> EXERCISE:
Could you rewrite all of the material below as a JSON list of strings, with one string per line and no blank lines? Leave the pictures out.

> EXERCISE DATA:
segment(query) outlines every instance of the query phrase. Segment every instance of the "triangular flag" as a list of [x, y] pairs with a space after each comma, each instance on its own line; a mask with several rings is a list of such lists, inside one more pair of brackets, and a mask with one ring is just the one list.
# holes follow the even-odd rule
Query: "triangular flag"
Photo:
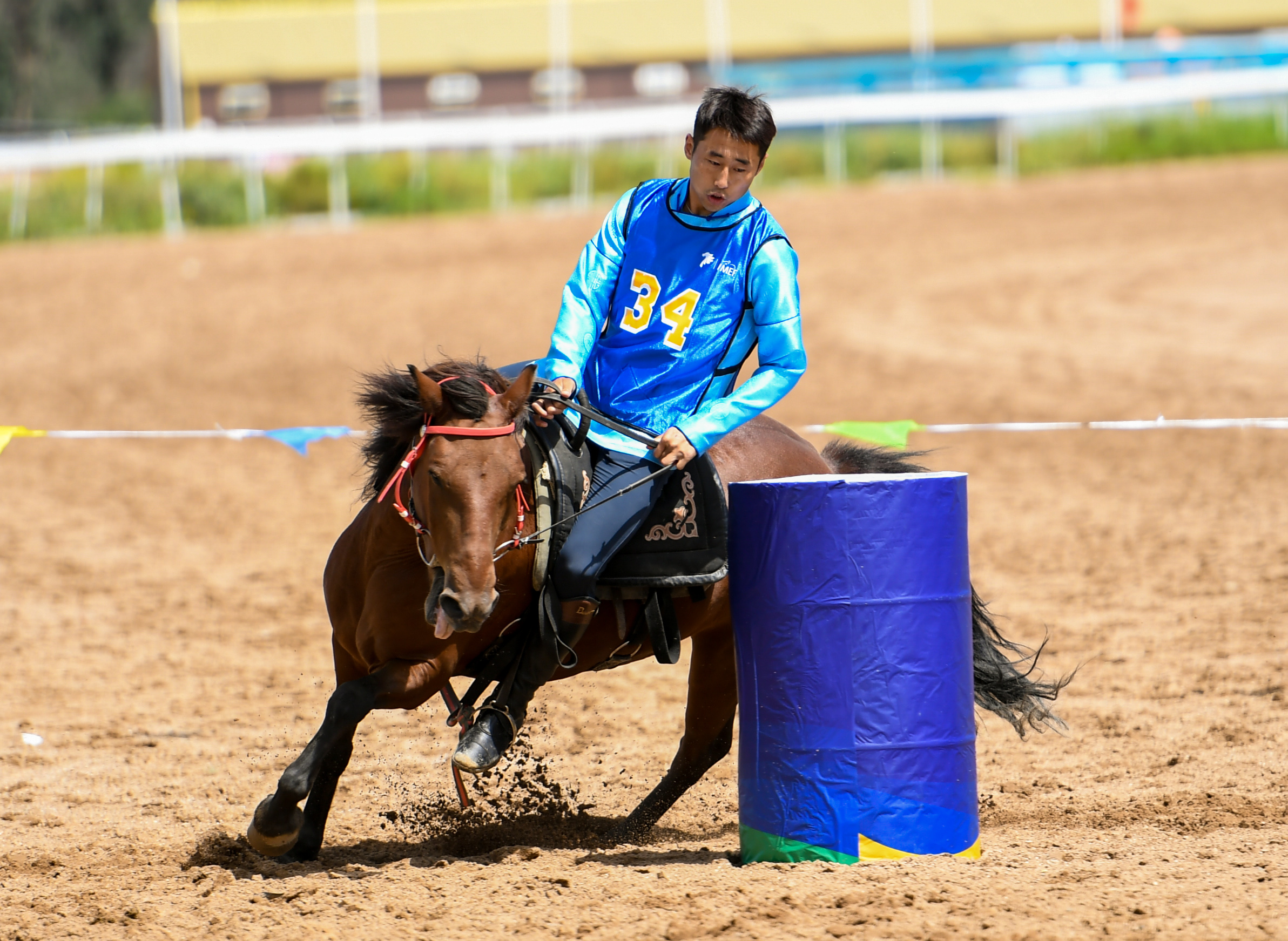
[[844, 435], [857, 438], [869, 444], [880, 444], [882, 448], [907, 448], [908, 434], [921, 431], [925, 425], [911, 418], [899, 421], [833, 421], [824, 425], [823, 431], [831, 435]]
[[308, 457], [309, 444], [323, 438], [348, 438], [353, 434], [346, 425], [301, 425], [292, 429], [273, 429], [265, 431], [265, 438], [281, 442], [287, 448], [295, 448], [301, 457]]
[[14, 438], [44, 438], [45, 433], [37, 429], [23, 427], [22, 425], [0, 425], [0, 454]]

> SOLUTION FOR THIS TASK:
[
  "segment(query) outlines every instance of the query phrase. Segment every instance of the \"triangular flag\" as a list of [x, y] pairs with a space after each comma, each instance on its own line; a mask with several rings is a list of such lists, inside one more pair of brackets, and a mask with one ring is just the one list.",
  "# holes follow the even-odd rule",
  "Query: \"triangular flag\"",
  "Photo:",
  "[[844, 435], [857, 438], [869, 444], [880, 444], [882, 448], [907, 448], [908, 434], [921, 431], [925, 425], [911, 418], [899, 421], [833, 421], [824, 425], [823, 431], [831, 435]]",
  "[[308, 457], [309, 444], [323, 438], [348, 438], [353, 434], [346, 425], [301, 425], [292, 429], [273, 429], [265, 431], [265, 438], [281, 442], [287, 448], [295, 448], [301, 457]]",
  "[[14, 438], [44, 438], [45, 433], [37, 429], [23, 427], [22, 425], [0, 425], [0, 454]]"
]